=== DOCUMENT TEXT ===

The world’s worst national foods and the best places to eat them

The world’s worst national foods and the best places to eat them

Photo by: CC_BY Morrissey

If you enjoy living your life on the culinary edge these “delightful” dishes will make your mouth water and your stomach turn.

One of the great pleasures of visiting a new country is getting to try new food. Some places are renowned for their fantastic dishes. Spain has tapas, the UK has Sunday roast and Japan has sushi. While others leave the taste buds wanting more, a very special few are just downright disgusting. Don’t believe me? Then get your chops around this selection of gross grub.

Surstromming Swedish fermented herring

Surstromming is made from the innocuous looking Baltic herring. This little fish is salted and soured about a month before being sealed in a tin. Inside, the fermentation process continues, making the tins swell from the gas inside. When you’re ready to get stuck in, you open the tin underwater and outdoors. Underwater because of the pressure and outdoors because the intense smell of rotting fish. You can buy surstromming in virtually any supermarket, between August and September. A bottle of aquavit may be necessary to wash it down or to simply give you the courage to eat it!

=== MATERIAL SHOWN ===

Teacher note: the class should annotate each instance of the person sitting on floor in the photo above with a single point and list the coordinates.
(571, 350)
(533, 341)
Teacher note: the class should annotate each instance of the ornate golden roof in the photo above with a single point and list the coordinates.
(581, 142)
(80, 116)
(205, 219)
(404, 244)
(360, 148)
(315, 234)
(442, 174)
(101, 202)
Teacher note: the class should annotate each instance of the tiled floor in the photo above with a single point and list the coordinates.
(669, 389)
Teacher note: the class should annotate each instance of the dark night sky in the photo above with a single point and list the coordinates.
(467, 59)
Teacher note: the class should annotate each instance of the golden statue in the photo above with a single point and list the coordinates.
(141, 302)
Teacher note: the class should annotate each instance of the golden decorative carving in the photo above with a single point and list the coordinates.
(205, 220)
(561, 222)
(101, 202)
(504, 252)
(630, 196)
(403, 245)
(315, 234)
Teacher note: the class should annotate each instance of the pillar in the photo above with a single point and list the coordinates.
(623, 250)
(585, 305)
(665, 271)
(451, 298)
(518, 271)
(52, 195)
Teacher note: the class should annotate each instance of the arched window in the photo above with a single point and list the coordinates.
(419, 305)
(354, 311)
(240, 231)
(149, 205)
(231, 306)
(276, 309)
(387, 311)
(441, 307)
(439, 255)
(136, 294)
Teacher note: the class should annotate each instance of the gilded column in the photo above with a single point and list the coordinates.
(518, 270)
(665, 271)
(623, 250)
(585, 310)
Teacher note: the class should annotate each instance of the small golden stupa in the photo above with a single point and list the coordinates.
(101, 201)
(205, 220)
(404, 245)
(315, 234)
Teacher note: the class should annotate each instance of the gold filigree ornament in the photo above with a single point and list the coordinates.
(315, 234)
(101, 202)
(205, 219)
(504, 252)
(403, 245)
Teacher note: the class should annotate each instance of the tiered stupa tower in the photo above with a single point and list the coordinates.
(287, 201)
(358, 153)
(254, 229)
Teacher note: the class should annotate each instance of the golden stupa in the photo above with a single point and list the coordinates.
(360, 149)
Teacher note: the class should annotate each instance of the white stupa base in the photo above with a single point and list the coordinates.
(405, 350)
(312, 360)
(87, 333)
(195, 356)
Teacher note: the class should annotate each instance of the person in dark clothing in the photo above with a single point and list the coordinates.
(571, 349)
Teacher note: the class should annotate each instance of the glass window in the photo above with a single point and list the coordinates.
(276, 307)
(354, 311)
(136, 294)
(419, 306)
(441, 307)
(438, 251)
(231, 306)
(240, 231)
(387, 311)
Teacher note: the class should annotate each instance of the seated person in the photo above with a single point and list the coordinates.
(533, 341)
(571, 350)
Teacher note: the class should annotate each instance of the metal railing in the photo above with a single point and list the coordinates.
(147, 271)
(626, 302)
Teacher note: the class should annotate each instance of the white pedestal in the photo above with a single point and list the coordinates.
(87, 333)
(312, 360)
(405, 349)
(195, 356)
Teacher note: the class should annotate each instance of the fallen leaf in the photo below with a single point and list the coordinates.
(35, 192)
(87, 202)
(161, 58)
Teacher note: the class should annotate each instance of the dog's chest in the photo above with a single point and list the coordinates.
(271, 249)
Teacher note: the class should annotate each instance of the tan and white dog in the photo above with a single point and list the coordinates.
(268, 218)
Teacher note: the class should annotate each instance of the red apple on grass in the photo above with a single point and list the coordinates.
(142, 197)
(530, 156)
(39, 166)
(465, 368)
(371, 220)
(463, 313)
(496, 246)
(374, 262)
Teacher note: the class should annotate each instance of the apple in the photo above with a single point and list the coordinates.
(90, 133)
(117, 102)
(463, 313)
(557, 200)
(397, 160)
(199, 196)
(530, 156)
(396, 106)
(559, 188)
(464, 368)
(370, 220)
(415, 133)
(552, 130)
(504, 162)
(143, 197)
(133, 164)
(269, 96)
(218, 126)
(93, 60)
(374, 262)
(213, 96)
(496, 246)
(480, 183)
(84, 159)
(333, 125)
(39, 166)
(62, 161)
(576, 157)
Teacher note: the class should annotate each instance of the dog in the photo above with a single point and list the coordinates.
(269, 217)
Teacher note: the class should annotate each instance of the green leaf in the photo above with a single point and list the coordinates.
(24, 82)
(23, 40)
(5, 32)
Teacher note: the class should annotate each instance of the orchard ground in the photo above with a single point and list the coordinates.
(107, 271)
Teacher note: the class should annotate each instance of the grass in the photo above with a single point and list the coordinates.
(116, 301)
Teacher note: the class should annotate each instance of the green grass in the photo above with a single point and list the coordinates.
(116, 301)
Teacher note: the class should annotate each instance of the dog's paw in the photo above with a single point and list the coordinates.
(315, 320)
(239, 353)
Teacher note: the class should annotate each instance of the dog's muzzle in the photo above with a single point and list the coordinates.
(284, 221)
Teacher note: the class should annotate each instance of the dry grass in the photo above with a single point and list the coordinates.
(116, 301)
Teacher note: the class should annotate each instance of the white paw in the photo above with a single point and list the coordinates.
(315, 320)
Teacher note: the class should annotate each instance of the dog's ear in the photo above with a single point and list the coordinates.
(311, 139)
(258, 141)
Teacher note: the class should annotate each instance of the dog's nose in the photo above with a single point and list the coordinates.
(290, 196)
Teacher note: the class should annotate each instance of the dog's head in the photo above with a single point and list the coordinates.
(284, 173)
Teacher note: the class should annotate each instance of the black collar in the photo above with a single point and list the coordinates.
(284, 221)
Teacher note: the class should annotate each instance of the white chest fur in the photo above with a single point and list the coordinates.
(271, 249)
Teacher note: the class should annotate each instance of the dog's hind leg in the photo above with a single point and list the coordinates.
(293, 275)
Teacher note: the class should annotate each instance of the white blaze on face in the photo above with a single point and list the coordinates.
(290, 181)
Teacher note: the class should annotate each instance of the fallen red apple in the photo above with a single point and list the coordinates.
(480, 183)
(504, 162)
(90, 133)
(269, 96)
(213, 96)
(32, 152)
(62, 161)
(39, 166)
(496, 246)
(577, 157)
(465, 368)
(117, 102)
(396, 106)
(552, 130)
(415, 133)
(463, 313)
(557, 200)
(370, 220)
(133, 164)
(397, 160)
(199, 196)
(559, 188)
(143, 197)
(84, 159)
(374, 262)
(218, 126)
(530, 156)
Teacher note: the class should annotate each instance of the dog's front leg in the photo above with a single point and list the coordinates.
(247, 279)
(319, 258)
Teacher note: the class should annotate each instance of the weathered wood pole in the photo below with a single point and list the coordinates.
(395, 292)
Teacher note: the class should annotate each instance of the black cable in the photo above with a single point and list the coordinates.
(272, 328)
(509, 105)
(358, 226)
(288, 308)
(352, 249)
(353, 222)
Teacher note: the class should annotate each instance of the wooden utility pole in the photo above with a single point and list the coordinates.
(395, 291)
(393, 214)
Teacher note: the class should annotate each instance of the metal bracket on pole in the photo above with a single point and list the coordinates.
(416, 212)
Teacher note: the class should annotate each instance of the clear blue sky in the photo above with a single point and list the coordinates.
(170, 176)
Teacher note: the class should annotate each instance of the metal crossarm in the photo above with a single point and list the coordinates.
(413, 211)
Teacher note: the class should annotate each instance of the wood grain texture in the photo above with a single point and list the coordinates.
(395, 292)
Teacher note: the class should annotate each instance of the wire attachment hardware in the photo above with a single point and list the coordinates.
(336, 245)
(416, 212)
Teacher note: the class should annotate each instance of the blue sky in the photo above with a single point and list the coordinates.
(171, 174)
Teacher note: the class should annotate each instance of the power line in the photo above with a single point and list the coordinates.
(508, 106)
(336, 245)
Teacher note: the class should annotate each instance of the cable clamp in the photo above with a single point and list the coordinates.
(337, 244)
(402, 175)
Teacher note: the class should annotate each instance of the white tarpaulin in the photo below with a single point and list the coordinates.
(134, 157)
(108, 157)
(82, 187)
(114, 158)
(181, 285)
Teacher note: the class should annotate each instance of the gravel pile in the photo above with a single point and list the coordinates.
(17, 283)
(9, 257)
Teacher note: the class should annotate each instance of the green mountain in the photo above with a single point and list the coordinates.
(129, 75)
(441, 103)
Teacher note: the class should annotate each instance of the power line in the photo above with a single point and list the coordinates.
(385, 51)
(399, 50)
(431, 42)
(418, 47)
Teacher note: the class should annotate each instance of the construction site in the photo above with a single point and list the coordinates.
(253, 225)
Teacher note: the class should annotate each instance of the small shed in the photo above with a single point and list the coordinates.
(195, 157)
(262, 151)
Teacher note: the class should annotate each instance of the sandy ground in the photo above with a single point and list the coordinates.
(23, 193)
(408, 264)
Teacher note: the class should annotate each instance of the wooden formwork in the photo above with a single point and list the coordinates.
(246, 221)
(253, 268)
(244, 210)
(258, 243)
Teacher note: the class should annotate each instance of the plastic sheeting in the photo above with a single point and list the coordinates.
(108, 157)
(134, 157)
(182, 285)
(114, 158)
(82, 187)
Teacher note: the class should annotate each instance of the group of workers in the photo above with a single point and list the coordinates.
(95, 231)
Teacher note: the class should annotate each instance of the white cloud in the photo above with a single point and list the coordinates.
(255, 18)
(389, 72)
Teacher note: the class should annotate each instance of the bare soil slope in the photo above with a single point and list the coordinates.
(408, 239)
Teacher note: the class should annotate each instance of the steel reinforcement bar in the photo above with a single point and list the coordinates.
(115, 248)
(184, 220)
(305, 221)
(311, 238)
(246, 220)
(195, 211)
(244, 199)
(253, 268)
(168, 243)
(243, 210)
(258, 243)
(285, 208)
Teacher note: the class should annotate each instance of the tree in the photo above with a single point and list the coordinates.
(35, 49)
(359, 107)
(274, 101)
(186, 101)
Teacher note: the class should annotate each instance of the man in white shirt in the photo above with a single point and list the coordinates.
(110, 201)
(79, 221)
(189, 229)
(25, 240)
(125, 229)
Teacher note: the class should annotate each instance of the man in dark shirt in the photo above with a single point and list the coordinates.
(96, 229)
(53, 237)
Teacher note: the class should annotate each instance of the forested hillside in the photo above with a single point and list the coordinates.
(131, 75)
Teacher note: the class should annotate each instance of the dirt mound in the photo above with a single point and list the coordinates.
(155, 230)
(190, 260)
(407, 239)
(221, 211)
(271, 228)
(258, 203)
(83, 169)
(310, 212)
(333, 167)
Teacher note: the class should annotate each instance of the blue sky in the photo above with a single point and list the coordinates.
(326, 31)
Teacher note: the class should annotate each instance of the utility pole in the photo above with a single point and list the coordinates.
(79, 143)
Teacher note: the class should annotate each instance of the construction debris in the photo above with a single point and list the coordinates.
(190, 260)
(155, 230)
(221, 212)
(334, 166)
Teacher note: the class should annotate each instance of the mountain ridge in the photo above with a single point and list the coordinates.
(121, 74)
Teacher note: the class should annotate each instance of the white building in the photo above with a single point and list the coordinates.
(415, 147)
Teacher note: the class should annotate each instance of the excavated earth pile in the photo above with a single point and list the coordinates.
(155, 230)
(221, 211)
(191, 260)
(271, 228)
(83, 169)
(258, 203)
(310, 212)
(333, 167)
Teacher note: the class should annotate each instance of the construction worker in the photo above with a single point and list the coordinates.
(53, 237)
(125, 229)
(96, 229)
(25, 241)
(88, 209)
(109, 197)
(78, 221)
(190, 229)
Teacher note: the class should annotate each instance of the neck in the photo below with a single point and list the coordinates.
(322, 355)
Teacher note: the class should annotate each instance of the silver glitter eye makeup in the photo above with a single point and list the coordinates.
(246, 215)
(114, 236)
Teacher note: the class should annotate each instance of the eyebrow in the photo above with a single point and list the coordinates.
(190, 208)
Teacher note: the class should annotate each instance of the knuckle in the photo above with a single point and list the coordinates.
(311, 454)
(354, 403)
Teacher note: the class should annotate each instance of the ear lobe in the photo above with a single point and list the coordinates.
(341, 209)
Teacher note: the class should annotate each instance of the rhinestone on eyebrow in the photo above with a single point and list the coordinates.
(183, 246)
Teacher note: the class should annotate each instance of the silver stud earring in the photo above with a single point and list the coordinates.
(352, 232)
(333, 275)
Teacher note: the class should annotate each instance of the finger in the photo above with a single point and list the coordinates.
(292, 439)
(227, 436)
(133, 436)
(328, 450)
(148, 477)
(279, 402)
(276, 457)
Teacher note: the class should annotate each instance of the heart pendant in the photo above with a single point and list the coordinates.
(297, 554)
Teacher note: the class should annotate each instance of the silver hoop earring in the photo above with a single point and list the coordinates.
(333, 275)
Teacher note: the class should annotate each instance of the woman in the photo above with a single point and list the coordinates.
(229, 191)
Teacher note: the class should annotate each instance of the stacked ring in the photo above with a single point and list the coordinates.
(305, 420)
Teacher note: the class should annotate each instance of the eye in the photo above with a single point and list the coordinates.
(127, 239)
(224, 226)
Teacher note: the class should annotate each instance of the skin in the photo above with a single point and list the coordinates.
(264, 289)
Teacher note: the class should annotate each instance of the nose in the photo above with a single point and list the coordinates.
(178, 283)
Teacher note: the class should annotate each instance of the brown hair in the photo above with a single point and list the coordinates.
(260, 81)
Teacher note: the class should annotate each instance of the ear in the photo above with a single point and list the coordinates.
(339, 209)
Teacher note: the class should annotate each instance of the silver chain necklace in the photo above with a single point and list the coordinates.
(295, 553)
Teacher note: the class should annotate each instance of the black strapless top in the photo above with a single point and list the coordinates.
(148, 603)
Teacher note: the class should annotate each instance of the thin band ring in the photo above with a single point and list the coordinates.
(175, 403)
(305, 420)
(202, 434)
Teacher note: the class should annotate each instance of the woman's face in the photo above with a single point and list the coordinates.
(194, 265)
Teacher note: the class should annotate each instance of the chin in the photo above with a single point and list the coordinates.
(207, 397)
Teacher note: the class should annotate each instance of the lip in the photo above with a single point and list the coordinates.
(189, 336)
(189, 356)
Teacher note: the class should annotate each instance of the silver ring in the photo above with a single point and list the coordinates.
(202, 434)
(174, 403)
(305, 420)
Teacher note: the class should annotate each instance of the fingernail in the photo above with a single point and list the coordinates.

===

### PROBLEMS TO WORK ON
- A) Reproduce the text on the world's worst national foods verbatim, starting at "Photo by: CC_BY" and ending at "of gross grub.".
- B) Resume the text on the world's worst national foods after its final sentence.
The material after the text was taken from a different source.

### EXERCISE RESULTS
- A)
Photo by: CC_BY Morrissey

If you enjoy living your life on the culinary edge these “delightful” dishes will make your mouth water and your stomach turn.

One of the great pleasures of visiting a new country is getting to try new food. Some places are renowned for their fantastic dishes. Spain has tapas, the UK has Sunday roast and Japan has sushi. While others leave the taste buds wanting more, a very special few are just downright disgusting. Don’t believe me? Then get your chops around this selection of gross grub.

- B)
Cuy- Peruvian Guinea Pig

Cuy has been a popular dish in Peru since Inca times. Though it was previously only consumed by nobility, it’s now foisted upon everyone who visits the Andes. Either chopped up and fried or served like a little suckling pig with a pepper in its mouth, it tastes like slimy chicken. If you want to tuck into a rodent splayed on a bed of rice, head to Cusco and Pacha Papa, a fine restaurant that does its best to make cuy edible.

Mämmi- Finnish Easter Pudding

Mämmi is a traditional Finnish Easter time dessert made from rye flour and malt. Brown and sticky, it looks like something you have already digested rather than something you’re about to eat. If you can get over its incredibly unappealing look and stodgy texture, you’ll be treated to a taste not dissimilar to sickly sweet ale. You can buy mämmi in practically every supermarket during Easter. Just look out for bricks of brown stuff.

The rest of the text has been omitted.